▶ _EXERCISE DESCRIPTION_
Return all lines of the data in which the string "hair" occurs.

▶ _GIVEN INFORMATION_
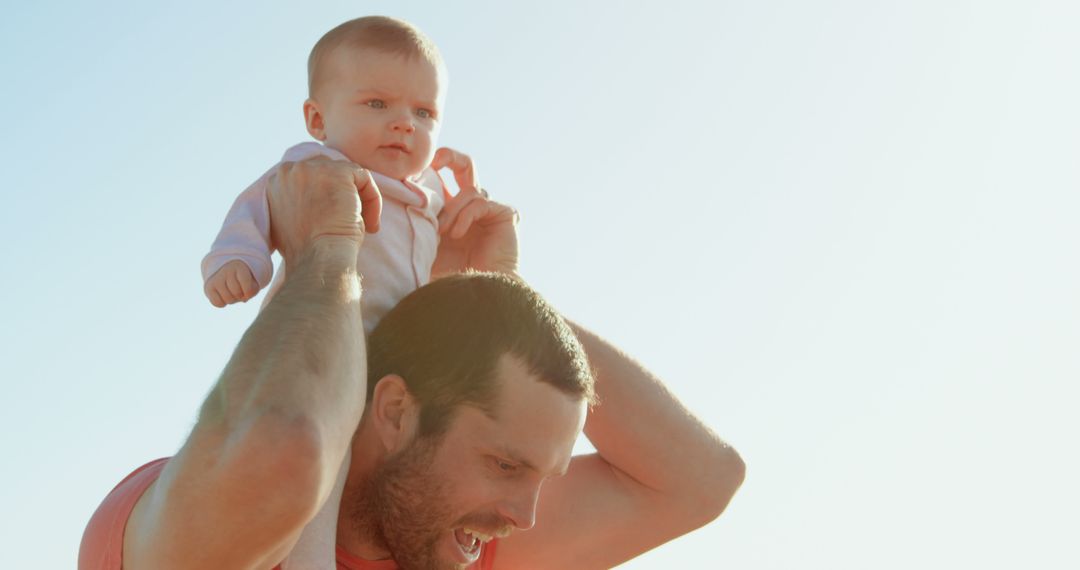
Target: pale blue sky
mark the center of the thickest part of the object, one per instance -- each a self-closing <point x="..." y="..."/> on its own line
<point x="844" y="231"/>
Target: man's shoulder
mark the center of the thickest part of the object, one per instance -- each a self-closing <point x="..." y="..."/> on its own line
<point x="103" y="541"/>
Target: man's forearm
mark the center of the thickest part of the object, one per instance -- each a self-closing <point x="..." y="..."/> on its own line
<point x="644" y="432"/>
<point x="300" y="369"/>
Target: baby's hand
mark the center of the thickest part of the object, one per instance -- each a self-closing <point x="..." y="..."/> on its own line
<point x="232" y="283"/>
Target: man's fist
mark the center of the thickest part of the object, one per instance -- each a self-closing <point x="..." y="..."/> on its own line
<point x="230" y="284"/>
<point x="321" y="198"/>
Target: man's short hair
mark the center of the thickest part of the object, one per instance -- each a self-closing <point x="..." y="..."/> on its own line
<point x="377" y="32"/>
<point x="446" y="338"/>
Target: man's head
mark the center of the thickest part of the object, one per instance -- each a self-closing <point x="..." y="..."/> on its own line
<point x="376" y="87"/>
<point x="477" y="392"/>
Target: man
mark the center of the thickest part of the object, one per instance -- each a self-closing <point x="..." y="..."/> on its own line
<point x="475" y="395"/>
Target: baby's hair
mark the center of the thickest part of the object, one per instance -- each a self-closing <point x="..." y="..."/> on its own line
<point x="379" y="32"/>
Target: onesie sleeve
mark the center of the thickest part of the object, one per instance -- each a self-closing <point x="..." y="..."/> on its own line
<point x="244" y="235"/>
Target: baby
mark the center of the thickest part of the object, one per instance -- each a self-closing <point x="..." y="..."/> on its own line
<point x="376" y="92"/>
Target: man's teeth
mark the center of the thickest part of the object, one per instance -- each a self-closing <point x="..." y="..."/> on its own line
<point x="478" y="535"/>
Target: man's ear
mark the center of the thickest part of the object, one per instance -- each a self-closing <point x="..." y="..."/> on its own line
<point x="394" y="412"/>
<point x="313" y="119"/>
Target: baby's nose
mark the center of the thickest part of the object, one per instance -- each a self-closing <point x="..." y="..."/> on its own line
<point x="403" y="123"/>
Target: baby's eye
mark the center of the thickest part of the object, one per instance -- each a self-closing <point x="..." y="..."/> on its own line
<point x="504" y="466"/>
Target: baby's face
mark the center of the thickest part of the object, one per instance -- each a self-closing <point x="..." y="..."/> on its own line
<point x="380" y="110"/>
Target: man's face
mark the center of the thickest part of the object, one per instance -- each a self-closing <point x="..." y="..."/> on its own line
<point x="381" y="110"/>
<point x="434" y="503"/>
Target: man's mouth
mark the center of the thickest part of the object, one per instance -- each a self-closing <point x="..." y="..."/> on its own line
<point x="470" y="541"/>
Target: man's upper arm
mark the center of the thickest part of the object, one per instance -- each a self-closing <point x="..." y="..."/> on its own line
<point x="210" y="511"/>
<point x="595" y="516"/>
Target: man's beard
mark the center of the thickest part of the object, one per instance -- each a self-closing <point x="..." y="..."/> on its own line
<point x="404" y="507"/>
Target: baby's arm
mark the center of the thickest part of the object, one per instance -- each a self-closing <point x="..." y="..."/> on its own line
<point x="239" y="262"/>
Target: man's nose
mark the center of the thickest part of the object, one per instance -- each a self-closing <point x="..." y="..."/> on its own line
<point x="521" y="509"/>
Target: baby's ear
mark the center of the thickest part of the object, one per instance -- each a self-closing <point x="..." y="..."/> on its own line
<point x="313" y="120"/>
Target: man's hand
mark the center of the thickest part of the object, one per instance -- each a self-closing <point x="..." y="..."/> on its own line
<point x="476" y="232"/>
<point x="230" y="284"/>
<point x="321" y="198"/>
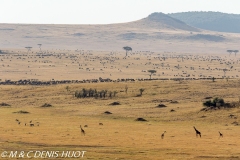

▶ _EXERCISE ANSWER_
Target: man's short hair
Target: baby's hair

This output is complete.